***** RECORDS TO PROCESS *****

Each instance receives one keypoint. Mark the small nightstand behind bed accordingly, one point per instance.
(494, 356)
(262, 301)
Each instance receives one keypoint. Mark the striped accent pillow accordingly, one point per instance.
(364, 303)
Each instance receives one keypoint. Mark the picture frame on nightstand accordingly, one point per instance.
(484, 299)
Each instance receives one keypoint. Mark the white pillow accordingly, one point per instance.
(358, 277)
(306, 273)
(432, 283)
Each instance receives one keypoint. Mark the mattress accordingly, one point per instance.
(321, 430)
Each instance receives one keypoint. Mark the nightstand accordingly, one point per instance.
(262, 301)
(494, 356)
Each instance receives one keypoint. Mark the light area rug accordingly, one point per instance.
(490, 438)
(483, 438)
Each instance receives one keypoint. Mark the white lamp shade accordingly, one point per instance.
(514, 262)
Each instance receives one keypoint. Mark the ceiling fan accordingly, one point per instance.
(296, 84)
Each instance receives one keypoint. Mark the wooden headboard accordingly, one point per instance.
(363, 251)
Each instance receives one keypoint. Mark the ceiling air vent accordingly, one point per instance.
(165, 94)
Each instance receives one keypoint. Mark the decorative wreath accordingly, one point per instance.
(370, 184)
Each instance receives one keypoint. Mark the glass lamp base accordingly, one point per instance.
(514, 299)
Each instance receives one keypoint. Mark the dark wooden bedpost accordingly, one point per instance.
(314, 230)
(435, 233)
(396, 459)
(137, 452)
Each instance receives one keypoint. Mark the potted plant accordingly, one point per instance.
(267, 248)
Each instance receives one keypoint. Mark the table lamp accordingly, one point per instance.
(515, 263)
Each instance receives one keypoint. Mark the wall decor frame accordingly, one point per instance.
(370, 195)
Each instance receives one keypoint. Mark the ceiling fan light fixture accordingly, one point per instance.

*****

→ WHAT IS REQUIRED:
Exactly as written above, copy every line.

→ ANSWER BELOW:
Each instance receives one keypoint. Mark the small nightstand behind bed accordingly, one point per instance.
(494, 356)
(262, 301)
Each instance receives one keypoint. Mark the striped accent pillow accordingly, one point per instance.
(364, 303)
Each instance receives one keypoint. Mark the picture frame on nightstand accordingly, one point per instance.
(484, 299)
Each instance receives one keypoint. Mark the white pillow accordingly, one point per instance.
(358, 277)
(306, 273)
(432, 283)
Each instance receives one keypoint. Mark the mattress accordingly, one point per instance.
(321, 430)
Each instance receives one keypoint. Mark the nightstand accordingly, one point per instance.
(262, 301)
(494, 356)
Each instance receives one keypoint. Mark the light area rug accordingly, one point per instance.
(490, 438)
(483, 438)
Each instance receives one keypoint. Mark the white lamp shade accordingly, one point per instance.
(514, 262)
Each instance receives one keypoint. Mark the ceiling fan accordingly, one point per instance.
(296, 84)
Each instance receives one keypoint. Mark the wooden headboard accordingly, one point per instance.
(363, 251)
Each instance receives one keypoint. Mark the ceiling air vent accordingly, one point per instance.
(165, 94)
Each instance receives one keypoint. Mark the decorative wreath accordingly, one point per instance.
(370, 184)
Each instance receives one keypoint. Mark the glass lamp base accordingly, one point per instance.
(514, 299)
Each instance receives one keypoint. Mark the dark wooden bedpost accordingly, one point per instance.
(314, 230)
(435, 233)
(396, 459)
(137, 452)
Each instance receives one keypoint. Mark the potted plant accordingly, one point per instance.
(267, 248)
Each instance receives one keypoint. Mark the table lamp accordingly, one point per instance.
(515, 263)
Each instance receives one keypoint. Mark the wall decor frame accordingly, one point per instance.
(370, 195)
Each instance receives one keypoint. Mark the ceiling fan light fixture accordingly, one point per instance.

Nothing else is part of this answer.